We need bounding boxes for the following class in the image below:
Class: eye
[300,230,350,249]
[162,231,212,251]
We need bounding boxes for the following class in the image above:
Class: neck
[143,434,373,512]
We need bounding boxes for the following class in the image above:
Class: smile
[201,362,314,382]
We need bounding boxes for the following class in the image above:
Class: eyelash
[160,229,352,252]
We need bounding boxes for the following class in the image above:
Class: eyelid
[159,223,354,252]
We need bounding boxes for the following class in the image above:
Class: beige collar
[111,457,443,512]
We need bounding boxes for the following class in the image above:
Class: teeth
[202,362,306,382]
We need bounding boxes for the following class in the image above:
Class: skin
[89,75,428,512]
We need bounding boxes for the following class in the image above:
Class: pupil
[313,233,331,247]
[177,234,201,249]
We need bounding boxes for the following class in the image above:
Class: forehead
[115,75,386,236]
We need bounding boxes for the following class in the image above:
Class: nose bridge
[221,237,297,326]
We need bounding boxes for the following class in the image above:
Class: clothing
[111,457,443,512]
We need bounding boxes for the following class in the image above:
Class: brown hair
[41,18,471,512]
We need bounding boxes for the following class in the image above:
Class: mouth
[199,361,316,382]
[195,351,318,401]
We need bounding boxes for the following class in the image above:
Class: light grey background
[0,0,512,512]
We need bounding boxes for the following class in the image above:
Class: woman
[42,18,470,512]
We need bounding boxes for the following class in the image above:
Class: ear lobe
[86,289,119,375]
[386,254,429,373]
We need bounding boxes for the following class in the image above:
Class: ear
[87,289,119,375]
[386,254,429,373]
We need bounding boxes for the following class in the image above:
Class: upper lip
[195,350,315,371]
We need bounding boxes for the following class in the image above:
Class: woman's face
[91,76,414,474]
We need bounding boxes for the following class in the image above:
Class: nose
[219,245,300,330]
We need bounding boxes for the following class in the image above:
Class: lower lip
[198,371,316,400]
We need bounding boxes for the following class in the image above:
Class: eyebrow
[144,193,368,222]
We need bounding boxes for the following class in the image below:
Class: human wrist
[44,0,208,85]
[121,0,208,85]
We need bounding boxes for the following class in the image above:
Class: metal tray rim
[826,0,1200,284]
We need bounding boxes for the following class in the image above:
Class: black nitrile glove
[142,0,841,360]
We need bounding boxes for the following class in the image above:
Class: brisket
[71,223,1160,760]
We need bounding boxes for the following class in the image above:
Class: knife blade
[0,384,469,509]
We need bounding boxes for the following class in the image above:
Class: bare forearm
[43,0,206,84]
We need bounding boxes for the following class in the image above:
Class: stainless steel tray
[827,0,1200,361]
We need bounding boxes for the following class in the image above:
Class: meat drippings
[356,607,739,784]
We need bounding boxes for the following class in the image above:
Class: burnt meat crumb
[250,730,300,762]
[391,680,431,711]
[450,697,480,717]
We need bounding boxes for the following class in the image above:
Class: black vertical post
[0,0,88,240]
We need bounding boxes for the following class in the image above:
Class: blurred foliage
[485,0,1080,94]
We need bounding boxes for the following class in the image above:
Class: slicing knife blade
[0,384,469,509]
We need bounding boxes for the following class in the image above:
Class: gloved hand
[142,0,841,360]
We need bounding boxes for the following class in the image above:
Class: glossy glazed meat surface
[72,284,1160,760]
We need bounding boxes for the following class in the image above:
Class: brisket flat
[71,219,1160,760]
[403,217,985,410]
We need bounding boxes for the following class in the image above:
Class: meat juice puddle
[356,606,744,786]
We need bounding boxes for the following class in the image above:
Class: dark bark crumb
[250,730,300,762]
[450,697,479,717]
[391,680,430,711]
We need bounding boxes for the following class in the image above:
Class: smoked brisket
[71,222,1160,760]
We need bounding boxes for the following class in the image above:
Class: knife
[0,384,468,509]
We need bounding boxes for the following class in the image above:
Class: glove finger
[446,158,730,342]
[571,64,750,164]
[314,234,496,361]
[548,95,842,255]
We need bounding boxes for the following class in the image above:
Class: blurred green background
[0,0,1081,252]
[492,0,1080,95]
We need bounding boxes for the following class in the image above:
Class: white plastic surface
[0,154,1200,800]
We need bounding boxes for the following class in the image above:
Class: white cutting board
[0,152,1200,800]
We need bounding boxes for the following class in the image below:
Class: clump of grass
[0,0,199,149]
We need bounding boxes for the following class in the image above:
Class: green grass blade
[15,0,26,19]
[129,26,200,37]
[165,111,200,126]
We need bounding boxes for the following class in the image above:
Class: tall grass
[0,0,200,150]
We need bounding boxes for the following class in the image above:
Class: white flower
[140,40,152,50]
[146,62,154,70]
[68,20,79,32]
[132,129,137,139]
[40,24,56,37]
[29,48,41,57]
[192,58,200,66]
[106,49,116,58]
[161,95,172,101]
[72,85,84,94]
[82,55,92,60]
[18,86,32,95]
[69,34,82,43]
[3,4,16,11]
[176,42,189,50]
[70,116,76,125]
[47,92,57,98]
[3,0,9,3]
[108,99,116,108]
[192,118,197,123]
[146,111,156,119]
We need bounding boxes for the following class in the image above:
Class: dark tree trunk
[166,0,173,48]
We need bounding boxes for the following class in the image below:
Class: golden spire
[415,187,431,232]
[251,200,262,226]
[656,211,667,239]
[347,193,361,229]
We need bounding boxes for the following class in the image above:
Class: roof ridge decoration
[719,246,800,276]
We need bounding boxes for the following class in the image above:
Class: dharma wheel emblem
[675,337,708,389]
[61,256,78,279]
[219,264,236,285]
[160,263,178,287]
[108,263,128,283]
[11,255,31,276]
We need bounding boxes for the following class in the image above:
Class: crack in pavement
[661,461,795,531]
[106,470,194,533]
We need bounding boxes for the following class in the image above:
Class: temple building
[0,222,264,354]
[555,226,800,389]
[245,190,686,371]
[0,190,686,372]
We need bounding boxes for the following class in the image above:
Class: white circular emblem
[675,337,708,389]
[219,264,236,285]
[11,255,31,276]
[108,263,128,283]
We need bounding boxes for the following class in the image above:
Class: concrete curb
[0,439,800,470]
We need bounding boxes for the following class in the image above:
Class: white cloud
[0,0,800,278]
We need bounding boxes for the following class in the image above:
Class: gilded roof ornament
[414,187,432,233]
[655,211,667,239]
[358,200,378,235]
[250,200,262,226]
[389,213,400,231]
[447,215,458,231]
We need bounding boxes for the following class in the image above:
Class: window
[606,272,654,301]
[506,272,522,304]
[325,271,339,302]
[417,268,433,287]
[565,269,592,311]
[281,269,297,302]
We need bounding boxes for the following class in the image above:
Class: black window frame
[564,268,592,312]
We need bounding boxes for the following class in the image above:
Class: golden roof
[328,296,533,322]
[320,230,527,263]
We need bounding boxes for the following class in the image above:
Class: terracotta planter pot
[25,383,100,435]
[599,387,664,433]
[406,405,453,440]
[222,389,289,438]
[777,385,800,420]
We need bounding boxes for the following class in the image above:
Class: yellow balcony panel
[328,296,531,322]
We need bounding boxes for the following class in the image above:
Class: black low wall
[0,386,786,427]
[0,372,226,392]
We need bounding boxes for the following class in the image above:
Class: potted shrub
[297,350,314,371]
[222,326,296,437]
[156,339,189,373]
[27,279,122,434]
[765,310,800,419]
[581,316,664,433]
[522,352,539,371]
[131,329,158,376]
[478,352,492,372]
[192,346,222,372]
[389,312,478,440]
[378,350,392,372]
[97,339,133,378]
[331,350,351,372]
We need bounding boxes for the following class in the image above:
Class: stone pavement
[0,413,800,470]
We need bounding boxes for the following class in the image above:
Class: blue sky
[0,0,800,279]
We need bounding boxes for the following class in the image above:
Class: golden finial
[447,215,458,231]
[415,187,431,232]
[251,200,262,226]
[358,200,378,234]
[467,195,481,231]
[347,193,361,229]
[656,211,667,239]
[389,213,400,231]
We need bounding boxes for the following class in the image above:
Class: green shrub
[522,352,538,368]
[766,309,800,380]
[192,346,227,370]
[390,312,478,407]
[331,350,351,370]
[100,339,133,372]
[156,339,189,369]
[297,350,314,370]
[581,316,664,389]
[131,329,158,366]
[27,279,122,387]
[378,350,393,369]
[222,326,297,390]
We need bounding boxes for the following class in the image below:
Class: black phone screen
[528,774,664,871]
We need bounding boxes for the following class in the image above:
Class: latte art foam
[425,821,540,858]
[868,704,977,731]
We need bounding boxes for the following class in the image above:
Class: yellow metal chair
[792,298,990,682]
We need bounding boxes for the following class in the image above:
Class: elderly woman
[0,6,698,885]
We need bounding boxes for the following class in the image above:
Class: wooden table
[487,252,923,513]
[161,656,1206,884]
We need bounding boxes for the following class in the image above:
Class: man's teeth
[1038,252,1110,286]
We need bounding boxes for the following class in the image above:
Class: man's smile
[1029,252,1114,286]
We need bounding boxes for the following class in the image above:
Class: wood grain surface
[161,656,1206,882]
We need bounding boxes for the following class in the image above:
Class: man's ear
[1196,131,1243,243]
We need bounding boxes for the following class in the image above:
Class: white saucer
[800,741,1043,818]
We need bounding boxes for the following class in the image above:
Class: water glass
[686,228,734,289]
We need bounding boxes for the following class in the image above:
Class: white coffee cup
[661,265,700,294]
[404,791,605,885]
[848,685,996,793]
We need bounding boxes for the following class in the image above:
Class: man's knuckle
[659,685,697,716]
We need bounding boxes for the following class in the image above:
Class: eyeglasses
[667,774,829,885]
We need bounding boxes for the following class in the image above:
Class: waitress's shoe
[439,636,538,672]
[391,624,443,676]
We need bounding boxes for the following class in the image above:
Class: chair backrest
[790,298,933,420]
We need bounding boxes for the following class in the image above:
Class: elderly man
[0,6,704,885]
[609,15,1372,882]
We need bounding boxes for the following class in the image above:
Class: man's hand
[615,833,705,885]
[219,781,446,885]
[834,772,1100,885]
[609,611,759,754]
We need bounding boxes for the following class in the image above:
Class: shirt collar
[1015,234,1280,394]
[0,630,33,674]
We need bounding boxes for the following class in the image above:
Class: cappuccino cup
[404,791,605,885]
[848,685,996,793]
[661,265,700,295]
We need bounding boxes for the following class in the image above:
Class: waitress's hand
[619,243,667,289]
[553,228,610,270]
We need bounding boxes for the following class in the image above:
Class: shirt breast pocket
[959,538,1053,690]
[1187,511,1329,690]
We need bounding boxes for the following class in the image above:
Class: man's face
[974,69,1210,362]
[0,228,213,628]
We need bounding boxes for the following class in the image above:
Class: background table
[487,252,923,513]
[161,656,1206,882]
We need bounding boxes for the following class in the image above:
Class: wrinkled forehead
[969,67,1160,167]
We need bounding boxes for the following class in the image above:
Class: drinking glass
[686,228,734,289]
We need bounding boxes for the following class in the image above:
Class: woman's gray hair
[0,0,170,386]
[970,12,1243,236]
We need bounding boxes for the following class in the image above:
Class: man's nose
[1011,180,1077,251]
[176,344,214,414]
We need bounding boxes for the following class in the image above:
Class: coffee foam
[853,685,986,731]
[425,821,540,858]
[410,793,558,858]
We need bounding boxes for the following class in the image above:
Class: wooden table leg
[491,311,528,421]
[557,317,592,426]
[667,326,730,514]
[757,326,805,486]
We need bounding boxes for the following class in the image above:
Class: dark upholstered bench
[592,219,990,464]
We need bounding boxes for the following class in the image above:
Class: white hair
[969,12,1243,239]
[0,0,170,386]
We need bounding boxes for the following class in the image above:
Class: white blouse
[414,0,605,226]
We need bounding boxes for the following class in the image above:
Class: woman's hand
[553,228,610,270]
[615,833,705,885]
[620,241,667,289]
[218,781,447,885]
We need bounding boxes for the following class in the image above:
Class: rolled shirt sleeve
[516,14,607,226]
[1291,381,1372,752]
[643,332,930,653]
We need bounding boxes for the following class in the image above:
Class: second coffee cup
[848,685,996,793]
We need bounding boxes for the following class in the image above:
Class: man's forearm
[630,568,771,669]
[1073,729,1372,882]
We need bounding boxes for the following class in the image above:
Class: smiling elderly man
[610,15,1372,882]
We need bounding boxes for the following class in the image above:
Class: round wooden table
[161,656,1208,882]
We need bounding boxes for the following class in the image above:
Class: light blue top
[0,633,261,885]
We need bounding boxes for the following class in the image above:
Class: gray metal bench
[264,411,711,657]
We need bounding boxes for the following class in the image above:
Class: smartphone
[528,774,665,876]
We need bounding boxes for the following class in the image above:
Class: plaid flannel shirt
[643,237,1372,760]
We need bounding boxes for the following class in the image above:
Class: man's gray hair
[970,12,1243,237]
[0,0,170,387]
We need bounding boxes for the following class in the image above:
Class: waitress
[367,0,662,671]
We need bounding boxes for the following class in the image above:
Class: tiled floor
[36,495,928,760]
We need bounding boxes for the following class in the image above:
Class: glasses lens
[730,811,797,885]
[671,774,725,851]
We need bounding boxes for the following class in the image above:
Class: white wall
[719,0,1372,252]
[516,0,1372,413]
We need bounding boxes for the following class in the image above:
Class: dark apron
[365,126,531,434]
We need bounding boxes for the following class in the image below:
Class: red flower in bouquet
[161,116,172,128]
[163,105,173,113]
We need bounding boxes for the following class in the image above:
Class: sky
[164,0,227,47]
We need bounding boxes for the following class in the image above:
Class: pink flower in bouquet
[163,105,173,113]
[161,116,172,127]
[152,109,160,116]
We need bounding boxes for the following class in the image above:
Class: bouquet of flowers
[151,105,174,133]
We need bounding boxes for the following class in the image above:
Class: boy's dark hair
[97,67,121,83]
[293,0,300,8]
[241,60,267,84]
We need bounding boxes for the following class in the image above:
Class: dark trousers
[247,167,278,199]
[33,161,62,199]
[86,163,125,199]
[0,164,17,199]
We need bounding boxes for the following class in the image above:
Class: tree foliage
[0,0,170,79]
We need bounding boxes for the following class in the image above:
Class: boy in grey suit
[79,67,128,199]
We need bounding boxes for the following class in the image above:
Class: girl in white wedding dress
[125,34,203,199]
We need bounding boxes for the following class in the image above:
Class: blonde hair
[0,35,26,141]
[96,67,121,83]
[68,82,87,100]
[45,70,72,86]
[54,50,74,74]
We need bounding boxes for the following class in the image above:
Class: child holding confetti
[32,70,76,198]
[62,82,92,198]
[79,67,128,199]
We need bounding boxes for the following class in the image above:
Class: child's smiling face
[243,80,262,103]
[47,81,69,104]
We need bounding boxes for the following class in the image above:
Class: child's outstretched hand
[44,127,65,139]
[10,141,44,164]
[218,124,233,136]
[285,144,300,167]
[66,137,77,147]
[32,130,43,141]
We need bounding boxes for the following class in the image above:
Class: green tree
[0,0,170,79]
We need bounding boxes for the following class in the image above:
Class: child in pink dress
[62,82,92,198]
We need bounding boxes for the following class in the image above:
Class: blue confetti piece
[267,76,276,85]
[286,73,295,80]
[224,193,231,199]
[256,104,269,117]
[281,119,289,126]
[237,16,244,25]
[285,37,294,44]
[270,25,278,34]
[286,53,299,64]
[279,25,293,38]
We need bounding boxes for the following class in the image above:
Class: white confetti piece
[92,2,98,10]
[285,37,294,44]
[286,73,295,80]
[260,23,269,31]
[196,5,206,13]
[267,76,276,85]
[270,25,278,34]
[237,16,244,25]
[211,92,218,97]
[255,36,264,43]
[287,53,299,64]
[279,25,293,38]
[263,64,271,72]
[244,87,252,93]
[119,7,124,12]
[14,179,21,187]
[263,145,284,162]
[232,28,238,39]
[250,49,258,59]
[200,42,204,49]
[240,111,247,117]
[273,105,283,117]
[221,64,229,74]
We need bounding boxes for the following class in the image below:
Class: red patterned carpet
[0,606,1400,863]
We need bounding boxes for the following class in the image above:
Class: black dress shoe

+ + + +

#### [Your instructions]
Reproduce the stretch of the data from its start through the line containing "[177,234,201,249]", changing every "bounding boxes" to "rectangles" and leaving everything else unchanged.

#### [Output for this exercise]
We need rectangles for the following class in the image below:
Class: eye
[300,230,350,249]
[162,231,212,251]
We need rectangles for the following class in the image above:
Class: neck
[143,434,373,512]
We need rectangles for the following class in the image above:
Class: smile
[201,362,314,382]
We need rectangles for the following class in the image above:
Class: eyelash
[160,229,352,252]
We need rectangles for the following class in the image above:
Class: eyelid
[159,223,354,252]
We need rectangles for the following class in the image above:
Class: beige collar
[111,457,443,512]
We need rectangles for the following class in the image above:
Class: teeth
[202,362,306,382]
We need rectangles for the following class in the image above:
Class: skin
[89,75,428,512]
We need rectangles for the following class in the image above:
Class: pupil
[313,233,331,247]
[177,234,201,249]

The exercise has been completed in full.